[start of Data rows]

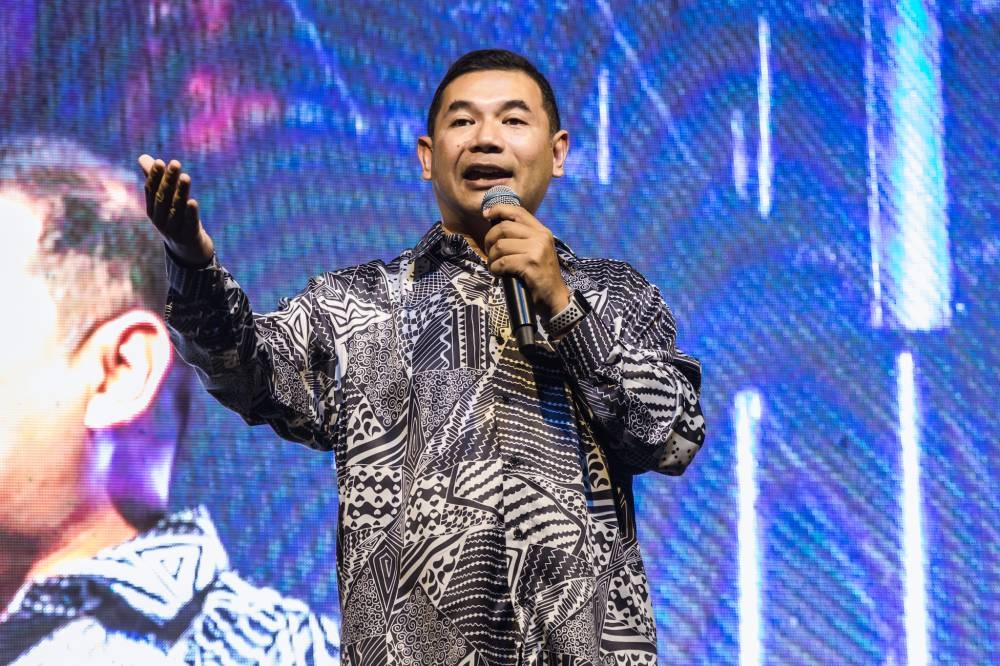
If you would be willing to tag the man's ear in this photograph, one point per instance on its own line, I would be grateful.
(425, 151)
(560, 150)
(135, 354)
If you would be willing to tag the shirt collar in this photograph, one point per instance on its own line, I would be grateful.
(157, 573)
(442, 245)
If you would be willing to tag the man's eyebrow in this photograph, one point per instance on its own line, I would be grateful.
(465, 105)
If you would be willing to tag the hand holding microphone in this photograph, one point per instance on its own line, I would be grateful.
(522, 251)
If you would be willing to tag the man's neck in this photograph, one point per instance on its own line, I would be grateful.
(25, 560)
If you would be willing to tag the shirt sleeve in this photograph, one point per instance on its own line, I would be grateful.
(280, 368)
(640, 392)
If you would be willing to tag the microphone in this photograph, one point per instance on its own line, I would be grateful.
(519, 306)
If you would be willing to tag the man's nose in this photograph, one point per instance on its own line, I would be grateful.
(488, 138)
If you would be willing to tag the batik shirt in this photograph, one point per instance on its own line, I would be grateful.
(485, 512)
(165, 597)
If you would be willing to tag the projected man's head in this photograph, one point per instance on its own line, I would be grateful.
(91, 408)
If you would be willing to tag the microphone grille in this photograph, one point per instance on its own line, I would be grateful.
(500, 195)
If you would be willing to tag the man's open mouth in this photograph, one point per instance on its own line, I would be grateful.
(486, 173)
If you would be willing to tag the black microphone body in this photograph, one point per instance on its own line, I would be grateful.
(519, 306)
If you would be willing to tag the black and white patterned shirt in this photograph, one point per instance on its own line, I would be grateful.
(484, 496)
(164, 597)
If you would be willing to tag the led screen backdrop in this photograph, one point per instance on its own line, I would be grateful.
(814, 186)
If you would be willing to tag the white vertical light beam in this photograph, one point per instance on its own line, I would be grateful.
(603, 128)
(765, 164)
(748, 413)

[end of Data rows]

Work to be completed —
Express the part of the listing from the line containing "If you would be willing to tag the led" through the end of the listing, inclusive, as a two-column CSV with the headers instruction and response. Give one row for each tagging sentence, placing it and the points listed under it in two quoted fields, and replace line breaks with spaces.

Problem solution —
instruction,response
"If you would be willing to tag the led screen backdrop in this photograph, one point per instance on its own line, I would be grateful.","(814, 186)"
"If you would be willing to tag the white vertical light beam in this photograph, one point per instance on its own line, I would be grateful.","(603, 128) (765, 164) (748, 413)"